SUPPLIED TEXT »
###

Fri, Jan 18, 2013 - Page 9 News List

Aid to developing countries can work

Far from creating dependency, strategic assistance from the West can help developing countries to help themselves

By Larry Elliott  /  The Guardian

Whereas Labour favored general budget support for poor countries — giving governments more control over their own spending — the coalition has preferred to finance specific projects.

Greening has insisted that a minister must sign off spending on any development project costing more than £5 million (US$8 million) rather than the previous limit of £40 million. She has announced the end of UK aid to India; stopped money for Rwanda amid evidence that it has been used to finance rebel forces in the Democratic Republic of the Congo; and has suspended all direct aid to Uganda after reports of misuse. This would appear to be the zero-tolerance approach the aid skeptics are urging. Certainly, it is hardly consistent with the lurid stories of the DFID sitting idly by while taxpayers’ money is being siphoned off into numerous Swiss bank accounts.

However, corruption is not going to be tackled simply by turning off the flow of official Western assistance. It will also require action against tax havens, against the arms trade and against multinational companies guilty of bribery. The aid skeptics tend to be far less vociferous about these issues.

Third, there is plenty of evidence to show aid is working. The charity One has compiled a list of 14 African countries — including Ethiopia, Tanzania, Malawi and Senegal — that shared characteristics in the period after 2000: They qualified for debt relief; they were not dependent on extractive industries; they were not embroiled in civil conflict.

On average, in these countries aid flows increased threefold between 2000 and 2010, but there was no sign that official assistance crowded out private investment. Far from it, foreign direct investment increased fourfold over the same period. Growth averaged 5.5 percent between 2000 and 2011, an impressive performance given the meltdown in the global economy that followed the financial crisis of 2007.

In 2002, there were 300,000 people receiving HIV/AIDS medicine; today the number exceeds 8 million. As a result of international aid efforts, the number of Africans with access to a bed net has increased from 3 percent to 50 percent in a decade. Spending on vaccines, bed nets and nutrition has meant child mortality in sub-Saharan countries has dropped by 41 percent. Education is seen — rightly — as the key to competing in the global economy, and over the past decade 51 million more children are in primary school because of the resources provided by debt relief and aid.

The DFID funds a scheme in Sierra Leone called “Making it Happen,” where skilled health workers from Britain share their expertise with doctors, nurses and midwives in an attempt to reduce high levels of infant and child mortality.

Far from creating a dependency culture, this is an example of “smart aid”: the provision of know-how and best practice that will help Sierra Leone help itself. There are similar UK government initiatives to sponsor technology transfer and to boost private sector investment in infrastructure.

All these seem worthy uses for the £0.70 in every £100 of national income the British government allocates to help countries far less fortunate than our own.

It is certainly strange that the government is making life more difficult for poor people in the UK at the same time it is trying to improve the lot of even poorer people in the rest of the world.

###

SOURCE INFORMATION »
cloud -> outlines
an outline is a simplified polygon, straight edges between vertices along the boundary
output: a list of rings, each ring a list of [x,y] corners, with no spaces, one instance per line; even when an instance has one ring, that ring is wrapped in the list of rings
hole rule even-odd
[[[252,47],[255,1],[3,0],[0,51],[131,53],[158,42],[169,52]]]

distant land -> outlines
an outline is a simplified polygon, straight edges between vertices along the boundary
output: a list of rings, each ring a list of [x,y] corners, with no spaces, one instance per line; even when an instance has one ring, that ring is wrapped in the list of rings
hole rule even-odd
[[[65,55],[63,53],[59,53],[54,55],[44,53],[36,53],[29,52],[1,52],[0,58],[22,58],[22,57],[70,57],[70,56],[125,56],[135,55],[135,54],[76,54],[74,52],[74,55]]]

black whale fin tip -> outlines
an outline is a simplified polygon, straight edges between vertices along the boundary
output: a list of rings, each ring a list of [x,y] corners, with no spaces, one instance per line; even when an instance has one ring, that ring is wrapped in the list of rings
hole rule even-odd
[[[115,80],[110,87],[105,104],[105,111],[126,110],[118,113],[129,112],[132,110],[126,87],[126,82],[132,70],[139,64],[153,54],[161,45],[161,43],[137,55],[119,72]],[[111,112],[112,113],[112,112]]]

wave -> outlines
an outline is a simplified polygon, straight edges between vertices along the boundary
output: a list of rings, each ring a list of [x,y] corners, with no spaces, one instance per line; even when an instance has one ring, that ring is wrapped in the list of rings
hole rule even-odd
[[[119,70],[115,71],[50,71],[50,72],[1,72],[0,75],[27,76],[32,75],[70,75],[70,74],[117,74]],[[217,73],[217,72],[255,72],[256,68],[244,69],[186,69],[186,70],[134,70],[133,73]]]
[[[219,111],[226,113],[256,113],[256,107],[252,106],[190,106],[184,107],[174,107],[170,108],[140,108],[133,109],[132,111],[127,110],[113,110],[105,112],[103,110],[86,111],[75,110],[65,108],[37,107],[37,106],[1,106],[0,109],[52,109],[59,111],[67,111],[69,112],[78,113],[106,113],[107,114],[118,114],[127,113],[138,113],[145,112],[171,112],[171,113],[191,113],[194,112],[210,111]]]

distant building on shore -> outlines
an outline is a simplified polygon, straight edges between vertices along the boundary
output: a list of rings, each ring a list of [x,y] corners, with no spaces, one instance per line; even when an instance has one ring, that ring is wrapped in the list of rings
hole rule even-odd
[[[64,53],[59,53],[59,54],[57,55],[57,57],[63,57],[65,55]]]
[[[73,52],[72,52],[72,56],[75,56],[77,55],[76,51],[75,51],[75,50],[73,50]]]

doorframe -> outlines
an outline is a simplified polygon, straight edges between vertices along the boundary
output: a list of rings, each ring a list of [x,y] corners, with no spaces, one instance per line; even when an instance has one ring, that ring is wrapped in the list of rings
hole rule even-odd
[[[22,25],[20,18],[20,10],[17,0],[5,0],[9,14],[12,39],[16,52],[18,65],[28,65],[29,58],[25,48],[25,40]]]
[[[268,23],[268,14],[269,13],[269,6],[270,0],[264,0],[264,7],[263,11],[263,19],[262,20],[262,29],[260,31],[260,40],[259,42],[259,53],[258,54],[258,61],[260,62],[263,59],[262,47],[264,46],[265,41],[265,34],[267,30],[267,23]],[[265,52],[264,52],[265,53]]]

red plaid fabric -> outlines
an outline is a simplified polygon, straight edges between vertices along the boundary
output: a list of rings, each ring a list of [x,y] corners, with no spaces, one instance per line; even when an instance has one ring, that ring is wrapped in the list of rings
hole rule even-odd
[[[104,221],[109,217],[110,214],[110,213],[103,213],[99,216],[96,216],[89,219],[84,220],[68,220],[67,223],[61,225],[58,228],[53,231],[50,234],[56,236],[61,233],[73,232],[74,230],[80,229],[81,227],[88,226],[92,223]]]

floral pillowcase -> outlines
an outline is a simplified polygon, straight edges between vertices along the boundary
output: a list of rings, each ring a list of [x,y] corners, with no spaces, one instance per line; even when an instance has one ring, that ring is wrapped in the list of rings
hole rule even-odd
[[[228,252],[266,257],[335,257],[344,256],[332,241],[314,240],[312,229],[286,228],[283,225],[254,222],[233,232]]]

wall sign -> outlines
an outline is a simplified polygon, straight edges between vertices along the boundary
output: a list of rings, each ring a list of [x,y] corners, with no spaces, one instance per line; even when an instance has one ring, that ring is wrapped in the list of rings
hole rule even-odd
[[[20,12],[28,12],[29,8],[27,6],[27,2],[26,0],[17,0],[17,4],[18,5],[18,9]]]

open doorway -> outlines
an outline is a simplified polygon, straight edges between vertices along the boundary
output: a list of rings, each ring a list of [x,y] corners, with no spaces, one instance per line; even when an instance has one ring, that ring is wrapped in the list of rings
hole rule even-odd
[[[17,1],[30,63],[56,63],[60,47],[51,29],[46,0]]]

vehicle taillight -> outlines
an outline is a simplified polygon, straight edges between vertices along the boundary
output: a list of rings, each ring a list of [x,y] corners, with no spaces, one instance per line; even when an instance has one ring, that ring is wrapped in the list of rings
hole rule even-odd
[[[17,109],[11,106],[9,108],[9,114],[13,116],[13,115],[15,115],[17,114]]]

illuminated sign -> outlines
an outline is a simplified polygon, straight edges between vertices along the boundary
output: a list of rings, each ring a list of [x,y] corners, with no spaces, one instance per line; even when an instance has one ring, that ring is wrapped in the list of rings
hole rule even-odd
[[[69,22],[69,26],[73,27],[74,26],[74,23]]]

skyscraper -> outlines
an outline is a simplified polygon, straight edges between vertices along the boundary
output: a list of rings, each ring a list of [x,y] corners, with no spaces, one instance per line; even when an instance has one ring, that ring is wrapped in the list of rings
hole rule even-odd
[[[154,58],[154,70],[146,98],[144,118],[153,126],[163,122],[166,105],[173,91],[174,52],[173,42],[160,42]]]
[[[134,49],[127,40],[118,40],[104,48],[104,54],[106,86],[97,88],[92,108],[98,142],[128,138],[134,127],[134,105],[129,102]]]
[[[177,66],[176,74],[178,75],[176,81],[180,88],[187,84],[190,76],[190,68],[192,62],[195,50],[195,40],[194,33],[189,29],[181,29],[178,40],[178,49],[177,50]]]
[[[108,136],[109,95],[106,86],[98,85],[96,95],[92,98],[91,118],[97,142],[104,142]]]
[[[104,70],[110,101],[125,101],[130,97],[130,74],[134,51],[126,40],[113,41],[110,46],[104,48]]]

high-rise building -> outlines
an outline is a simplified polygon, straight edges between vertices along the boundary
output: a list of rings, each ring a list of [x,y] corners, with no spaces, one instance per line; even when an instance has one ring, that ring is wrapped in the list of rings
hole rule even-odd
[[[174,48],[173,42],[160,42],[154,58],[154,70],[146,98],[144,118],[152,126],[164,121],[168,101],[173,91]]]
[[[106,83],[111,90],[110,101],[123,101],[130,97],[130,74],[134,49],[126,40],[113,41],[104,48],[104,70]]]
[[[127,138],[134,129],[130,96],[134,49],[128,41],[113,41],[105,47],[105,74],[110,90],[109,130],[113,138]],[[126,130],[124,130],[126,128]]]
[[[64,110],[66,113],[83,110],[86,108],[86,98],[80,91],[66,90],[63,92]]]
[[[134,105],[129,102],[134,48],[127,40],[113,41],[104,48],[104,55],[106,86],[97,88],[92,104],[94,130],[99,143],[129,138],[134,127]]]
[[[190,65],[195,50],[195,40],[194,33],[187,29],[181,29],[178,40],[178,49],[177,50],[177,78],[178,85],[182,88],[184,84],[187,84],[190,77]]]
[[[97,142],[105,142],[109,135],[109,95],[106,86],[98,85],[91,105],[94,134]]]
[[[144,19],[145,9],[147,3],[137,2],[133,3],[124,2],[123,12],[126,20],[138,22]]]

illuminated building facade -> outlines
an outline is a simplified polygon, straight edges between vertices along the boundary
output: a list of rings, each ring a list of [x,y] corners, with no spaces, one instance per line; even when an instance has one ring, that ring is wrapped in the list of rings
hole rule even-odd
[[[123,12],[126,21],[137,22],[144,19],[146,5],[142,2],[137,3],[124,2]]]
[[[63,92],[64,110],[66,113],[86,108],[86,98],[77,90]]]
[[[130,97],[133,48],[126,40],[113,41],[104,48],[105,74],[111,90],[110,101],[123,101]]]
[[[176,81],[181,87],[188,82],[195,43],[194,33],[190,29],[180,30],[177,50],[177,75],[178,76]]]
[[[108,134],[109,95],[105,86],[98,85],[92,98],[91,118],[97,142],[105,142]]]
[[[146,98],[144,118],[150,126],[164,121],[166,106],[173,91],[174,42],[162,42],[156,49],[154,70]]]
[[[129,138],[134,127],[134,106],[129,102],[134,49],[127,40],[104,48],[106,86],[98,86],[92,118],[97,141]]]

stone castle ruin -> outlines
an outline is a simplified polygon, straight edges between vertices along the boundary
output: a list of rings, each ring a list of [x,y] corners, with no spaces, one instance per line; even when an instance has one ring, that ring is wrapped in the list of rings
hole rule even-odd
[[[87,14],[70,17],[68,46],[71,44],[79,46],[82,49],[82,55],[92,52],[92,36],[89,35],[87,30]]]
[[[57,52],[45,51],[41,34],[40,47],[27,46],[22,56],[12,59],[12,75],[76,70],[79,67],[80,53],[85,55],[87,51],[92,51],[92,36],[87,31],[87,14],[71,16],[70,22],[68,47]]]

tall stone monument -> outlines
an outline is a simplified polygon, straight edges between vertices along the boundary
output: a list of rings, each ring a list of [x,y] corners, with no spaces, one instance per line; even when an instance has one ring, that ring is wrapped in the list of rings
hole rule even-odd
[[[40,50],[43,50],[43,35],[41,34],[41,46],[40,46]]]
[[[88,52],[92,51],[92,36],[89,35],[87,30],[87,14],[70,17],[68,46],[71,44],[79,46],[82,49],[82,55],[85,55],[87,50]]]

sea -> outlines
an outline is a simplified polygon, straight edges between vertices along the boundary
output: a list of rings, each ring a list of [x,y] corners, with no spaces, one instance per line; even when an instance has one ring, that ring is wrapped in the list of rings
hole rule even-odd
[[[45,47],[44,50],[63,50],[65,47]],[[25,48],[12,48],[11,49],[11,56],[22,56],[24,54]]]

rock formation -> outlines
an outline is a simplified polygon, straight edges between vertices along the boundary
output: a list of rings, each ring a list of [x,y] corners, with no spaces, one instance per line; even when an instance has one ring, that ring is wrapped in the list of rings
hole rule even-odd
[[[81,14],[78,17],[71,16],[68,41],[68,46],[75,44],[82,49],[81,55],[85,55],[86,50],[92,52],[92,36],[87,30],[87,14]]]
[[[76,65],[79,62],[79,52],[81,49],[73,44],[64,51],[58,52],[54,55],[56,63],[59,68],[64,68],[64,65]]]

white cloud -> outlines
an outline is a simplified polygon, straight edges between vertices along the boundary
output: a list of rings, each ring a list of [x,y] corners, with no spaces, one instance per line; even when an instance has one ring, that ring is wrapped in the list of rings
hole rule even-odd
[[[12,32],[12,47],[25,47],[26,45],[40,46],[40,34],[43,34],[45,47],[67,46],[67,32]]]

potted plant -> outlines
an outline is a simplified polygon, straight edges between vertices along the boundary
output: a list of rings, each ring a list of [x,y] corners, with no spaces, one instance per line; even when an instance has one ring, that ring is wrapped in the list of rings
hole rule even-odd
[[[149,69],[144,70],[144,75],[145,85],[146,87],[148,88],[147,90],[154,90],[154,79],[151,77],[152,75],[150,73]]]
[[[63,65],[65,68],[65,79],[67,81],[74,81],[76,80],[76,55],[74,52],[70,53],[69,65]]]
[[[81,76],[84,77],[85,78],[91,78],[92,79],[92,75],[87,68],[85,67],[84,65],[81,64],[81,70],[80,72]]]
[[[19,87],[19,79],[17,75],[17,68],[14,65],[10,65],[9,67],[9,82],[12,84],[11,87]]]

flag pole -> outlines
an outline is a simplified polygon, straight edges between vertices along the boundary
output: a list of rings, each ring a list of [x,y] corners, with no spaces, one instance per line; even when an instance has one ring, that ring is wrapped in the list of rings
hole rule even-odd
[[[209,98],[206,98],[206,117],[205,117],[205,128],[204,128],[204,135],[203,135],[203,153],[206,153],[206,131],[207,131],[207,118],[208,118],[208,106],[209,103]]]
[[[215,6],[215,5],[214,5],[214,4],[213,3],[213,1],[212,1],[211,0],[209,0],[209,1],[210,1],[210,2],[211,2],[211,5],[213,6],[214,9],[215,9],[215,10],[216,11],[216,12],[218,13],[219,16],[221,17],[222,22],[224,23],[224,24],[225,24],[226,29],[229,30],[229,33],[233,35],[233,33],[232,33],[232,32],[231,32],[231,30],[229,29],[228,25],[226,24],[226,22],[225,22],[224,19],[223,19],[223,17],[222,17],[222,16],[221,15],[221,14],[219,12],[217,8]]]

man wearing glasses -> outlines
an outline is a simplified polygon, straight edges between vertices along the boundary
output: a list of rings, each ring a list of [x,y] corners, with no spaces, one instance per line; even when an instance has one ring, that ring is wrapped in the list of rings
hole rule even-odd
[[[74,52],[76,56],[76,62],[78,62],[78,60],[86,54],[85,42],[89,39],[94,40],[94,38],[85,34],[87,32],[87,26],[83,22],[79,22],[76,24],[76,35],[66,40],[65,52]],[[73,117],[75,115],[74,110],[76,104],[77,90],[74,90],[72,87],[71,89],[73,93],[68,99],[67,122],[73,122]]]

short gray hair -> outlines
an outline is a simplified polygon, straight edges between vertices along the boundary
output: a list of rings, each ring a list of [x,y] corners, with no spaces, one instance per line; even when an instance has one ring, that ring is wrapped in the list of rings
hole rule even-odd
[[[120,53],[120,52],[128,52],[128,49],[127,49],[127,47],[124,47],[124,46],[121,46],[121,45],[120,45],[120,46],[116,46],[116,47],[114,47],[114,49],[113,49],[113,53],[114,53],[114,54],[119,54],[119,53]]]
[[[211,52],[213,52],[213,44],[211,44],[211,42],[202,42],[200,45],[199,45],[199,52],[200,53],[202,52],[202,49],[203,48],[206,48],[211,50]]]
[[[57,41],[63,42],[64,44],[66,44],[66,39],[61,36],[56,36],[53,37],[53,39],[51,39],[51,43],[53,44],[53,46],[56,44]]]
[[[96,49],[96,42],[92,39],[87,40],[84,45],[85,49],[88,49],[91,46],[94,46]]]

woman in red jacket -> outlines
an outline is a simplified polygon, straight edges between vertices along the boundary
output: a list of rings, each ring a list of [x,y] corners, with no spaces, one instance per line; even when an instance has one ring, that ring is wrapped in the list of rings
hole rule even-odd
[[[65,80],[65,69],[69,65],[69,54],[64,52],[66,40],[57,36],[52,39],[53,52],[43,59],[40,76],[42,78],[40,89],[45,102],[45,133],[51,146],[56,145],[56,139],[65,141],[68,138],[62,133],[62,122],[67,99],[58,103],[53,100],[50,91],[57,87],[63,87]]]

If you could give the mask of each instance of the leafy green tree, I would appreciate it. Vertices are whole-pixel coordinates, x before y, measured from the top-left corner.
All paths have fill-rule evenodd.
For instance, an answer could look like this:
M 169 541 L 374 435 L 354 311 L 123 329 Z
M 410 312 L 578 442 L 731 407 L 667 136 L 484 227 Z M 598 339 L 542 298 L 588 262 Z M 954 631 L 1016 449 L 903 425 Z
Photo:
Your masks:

###

THE PROBLEM »
Using the article on aid to developing countries, answer the following, numbering your replies to match:
1. Above what project cost must a minister now sign off development spending, and what was the previous limit?
2. By how much did foreign direct investment increase in the 14 African countries over the period in which their aid flows tripled?
3. What is the name of the DFID-funded scheme in Sierra Leone?

RESPONSE AREA »
1. Above £5 million (US$8 million); the previous limit was £40 million.
2. It increased fourfold.
3. "Making it Happen."